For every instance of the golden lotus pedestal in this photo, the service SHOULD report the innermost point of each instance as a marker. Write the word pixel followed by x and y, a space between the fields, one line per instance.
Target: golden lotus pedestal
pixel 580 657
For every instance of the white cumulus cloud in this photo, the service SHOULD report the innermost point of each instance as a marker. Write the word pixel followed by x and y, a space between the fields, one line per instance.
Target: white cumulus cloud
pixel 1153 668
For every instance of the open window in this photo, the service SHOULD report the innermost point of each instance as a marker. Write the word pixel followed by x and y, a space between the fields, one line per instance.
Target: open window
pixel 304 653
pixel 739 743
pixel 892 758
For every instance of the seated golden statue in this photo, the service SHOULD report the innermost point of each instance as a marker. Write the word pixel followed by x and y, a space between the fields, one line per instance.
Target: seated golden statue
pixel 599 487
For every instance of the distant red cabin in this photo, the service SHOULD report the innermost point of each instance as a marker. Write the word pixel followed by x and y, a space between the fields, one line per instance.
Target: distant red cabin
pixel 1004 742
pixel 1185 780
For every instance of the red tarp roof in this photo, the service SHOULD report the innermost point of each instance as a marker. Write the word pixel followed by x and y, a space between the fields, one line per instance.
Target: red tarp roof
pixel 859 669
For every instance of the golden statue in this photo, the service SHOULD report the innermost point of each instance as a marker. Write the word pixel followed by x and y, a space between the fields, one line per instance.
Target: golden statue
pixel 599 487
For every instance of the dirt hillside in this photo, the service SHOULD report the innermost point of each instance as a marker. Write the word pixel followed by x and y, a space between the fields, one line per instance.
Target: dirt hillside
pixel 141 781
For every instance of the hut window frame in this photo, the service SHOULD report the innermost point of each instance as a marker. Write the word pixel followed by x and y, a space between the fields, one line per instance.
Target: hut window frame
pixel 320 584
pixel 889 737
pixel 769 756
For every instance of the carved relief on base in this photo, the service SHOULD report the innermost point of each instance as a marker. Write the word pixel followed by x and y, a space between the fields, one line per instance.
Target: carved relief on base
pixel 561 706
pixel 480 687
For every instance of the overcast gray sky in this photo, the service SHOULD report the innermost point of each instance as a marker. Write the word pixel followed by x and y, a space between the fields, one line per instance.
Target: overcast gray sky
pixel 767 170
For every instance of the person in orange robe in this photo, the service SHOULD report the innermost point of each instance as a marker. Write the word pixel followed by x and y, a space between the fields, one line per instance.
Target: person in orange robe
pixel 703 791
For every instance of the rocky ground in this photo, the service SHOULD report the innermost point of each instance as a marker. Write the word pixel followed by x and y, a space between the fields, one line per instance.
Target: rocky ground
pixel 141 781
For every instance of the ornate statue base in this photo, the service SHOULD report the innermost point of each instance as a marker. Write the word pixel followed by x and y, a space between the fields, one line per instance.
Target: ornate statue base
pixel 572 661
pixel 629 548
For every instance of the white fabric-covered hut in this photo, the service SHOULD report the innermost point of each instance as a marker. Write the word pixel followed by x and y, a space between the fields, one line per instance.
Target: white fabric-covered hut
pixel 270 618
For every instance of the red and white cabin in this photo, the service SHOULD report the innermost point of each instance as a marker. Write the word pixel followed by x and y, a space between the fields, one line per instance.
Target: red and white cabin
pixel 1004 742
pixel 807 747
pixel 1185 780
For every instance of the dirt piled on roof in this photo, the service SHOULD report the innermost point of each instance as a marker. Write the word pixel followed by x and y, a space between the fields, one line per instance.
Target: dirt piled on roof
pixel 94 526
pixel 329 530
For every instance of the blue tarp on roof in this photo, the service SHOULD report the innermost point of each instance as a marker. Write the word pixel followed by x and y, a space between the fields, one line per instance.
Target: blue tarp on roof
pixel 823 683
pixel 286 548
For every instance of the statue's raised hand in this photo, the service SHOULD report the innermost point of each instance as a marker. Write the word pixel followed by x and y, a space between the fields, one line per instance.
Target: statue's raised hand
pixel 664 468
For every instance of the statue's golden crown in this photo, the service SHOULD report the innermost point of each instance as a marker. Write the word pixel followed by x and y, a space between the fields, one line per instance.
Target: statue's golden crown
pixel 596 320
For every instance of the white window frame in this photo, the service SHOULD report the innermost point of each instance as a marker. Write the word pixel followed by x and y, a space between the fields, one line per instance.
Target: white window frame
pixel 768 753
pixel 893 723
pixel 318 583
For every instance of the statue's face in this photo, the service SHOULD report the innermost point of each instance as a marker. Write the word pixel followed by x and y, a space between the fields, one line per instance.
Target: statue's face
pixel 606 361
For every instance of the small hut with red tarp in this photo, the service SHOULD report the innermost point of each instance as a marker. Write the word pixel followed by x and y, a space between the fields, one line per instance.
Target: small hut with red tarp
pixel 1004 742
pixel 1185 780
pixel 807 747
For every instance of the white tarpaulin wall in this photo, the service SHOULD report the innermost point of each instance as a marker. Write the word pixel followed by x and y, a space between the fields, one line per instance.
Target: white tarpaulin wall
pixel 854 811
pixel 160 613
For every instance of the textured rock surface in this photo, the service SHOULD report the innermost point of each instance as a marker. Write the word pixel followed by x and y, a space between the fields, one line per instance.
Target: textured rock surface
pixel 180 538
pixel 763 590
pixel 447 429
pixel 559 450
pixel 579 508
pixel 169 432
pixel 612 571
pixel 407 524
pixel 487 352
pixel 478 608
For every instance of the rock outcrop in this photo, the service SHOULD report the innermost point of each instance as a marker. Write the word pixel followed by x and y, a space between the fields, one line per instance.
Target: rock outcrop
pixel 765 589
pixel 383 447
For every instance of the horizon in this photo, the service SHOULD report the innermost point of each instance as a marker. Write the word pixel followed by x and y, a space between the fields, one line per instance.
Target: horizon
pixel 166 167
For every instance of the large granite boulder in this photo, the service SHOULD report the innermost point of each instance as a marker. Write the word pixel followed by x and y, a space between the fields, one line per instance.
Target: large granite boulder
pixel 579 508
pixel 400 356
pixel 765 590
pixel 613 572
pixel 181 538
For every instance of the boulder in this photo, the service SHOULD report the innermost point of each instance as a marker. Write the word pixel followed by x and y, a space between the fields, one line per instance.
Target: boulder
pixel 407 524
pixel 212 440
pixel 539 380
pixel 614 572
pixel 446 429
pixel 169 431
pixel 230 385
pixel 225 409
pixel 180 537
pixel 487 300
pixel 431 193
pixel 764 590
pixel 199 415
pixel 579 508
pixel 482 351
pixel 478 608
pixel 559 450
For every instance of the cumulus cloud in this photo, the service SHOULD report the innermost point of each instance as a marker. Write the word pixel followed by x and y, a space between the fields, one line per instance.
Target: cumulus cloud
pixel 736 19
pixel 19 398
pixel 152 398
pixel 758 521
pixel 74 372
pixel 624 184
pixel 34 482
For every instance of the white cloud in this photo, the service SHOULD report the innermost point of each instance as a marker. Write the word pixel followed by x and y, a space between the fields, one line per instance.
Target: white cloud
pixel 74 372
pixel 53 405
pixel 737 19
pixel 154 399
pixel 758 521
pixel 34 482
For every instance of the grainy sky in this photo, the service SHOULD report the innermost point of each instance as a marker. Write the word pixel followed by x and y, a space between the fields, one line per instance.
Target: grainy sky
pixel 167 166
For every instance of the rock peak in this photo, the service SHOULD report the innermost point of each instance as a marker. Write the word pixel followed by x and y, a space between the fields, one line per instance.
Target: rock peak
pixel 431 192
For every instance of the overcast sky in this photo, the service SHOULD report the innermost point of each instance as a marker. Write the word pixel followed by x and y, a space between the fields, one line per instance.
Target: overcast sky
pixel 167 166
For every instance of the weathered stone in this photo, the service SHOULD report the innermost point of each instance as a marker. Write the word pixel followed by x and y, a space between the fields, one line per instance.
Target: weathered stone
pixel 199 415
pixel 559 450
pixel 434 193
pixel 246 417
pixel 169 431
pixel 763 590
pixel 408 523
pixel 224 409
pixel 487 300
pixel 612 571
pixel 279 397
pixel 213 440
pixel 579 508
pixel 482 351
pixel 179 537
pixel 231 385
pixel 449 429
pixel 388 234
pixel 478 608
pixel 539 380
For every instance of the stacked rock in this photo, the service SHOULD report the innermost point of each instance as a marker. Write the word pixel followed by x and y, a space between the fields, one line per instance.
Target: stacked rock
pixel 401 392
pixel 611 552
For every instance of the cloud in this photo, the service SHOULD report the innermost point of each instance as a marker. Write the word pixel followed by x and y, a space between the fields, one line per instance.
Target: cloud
● ● ● ● ● ● ●
__WHAT NEEDS TO BE DONE__.
In the records, take the lines between the one holding "For every instance of the distant" and the one holding "pixel 767 170", inclusive, and write them out again with "innermost point" switched to "center point", leaving everything else as it is. Give only those lines.

__TASK RESULT__.
For every instance of the distant red cabin in this photo, the service SHOULD report the center point of each instance as a marker. Write the word pixel followed by x and y, a space between the fields, one line per instance.
Target: distant red cabin
pixel 1004 742
pixel 1185 780
For every instance of the red tarp roof in this photo, the service SHOULD report the center point of each instance as a marker. Write the word pixel followed by x and y, a space between the fields, one line per instance.
Target: red tarp roof
pixel 859 669
For every instance of the golden statue in this photo, the service SHOULD report the center point of each instance as a marker. Write the word pixel followed by x and y, a space between the fields, one line per instance.
Target: golden statue
pixel 599 487
For every instance of the dirt hillside in this photo, the service SHOULD report the center point of each instance as a marker. Write the word pixel followed by x and y, a space between the fields, one line per instance.
Target: dirt hillside
pixel 141 781
For every instance of the hut window frame in this photo, the service SHOULD report the center point of each instance as a marker. Write the word pixel followed by x and y, a space between the fields, one line per instance.
Target: hut window frame
pixel 320 584
pixel 889 737
pixel 769 756
For every instance of the carved relief on base in this photo, the service SHOULD report the center point of each instance as a marker. Write the word pixel followed by x and y, a space between the fields, one line per instance.
Target: carved relief on base
pixel 561 706
pixel 480 687
For every instance of the overcast gray sky in this photo, the service SHOULD report the center point of each instance as a marker. Write the word pixel followed by x and y, a space between the fields, one line per instance.
Target: overcast gray sky
pixel 767 170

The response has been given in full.